**Exercise brief:** Rescale the records from their start through the line containing "36], [24, 40]]]", reproducing every line in that span with the requests included. Multiply each vertex coordinate in the answers by 2.25 and round to the nearest whole number, with halves rounded up.

## BEGIN Supplied records

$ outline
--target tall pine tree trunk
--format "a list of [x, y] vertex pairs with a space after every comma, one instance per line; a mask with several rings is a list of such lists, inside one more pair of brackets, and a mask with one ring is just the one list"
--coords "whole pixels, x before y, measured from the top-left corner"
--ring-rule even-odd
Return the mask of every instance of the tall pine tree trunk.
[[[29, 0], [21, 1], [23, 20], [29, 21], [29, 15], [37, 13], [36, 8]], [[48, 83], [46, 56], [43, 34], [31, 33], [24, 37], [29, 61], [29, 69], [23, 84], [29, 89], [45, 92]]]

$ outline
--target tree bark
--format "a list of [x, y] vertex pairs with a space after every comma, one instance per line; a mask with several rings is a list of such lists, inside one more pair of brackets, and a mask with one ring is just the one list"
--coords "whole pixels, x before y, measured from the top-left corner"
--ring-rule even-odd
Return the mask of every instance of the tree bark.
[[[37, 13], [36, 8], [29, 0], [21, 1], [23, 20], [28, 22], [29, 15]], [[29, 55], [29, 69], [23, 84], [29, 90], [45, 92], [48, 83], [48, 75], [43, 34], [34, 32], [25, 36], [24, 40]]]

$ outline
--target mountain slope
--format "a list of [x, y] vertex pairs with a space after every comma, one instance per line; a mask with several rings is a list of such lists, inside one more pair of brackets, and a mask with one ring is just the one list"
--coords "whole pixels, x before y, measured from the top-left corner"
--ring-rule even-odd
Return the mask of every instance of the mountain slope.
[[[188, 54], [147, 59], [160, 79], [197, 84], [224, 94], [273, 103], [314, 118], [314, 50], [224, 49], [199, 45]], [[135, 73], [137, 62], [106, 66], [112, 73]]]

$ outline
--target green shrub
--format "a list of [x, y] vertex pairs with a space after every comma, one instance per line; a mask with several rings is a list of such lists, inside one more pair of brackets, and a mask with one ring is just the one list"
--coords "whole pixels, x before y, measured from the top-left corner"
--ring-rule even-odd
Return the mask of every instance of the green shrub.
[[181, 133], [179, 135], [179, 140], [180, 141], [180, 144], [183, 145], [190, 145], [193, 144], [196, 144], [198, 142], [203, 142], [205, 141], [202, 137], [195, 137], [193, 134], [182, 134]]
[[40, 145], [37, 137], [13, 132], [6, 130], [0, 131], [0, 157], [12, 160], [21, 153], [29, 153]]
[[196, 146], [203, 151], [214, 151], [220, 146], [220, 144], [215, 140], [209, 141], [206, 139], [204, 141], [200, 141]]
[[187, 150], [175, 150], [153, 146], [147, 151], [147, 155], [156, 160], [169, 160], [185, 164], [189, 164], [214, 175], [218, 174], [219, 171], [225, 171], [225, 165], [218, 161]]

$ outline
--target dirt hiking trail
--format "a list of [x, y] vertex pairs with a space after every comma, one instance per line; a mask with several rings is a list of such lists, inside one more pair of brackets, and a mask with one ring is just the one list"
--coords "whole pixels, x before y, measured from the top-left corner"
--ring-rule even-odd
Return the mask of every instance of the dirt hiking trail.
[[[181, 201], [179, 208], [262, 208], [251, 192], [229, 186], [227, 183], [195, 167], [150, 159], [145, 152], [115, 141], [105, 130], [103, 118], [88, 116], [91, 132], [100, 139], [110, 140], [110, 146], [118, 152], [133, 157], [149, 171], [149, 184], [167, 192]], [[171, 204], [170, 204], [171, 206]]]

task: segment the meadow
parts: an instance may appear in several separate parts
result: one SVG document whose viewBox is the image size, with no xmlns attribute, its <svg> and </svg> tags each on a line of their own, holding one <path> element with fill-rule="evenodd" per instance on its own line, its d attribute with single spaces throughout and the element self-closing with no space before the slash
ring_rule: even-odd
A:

## END Supplied records

**Solution for this problem:**
$ outline
--target tall pine tree trunk
--format "a list of [x, y] vertex pairs with a space after every comma, one instance per line; a mask with several rings is a list of such lists, inside one more pair of brackets, and a mask with one ring is just the one list"
--coords "whole pixels, x before y, measured from the top-left corner"
--ring-rule even-odd
Return the mask of every instance of the tall pine tree trunk.
[[[65, 0], [47, 2], [52, 45], [65, 47], [65, 34], [83, 29], [81, 18]], [[108, 187], [104, 126], [97, 77], [70, 74], [54, 83], [65, 137], [65, 155], [52, 189], [65, 200], [101, 207]]]

$ outline
--target tree bark
--format "a list of [x, y] vertex pairs with a space after every comma, one instance per line; a mask with several rings is a list of such lists, inside one more pair of brackets, and a mask with one ring is just the one list"
--coords "whole pixels, x before y, measured from the top-left corner"
--ring-rule even-odd
Return the mask of every instance of the tree bark.
[[[83, 29], [81, 18], [65, 0], [47, 2], [52, 45], [63, 50], [65, 34]], [[65, 124], [65, 155], [52, 189], [65, 203], [101, 207], [108, 187], [108, 169], [97, 77], [77, 72], [56, 81], [54, 90]]]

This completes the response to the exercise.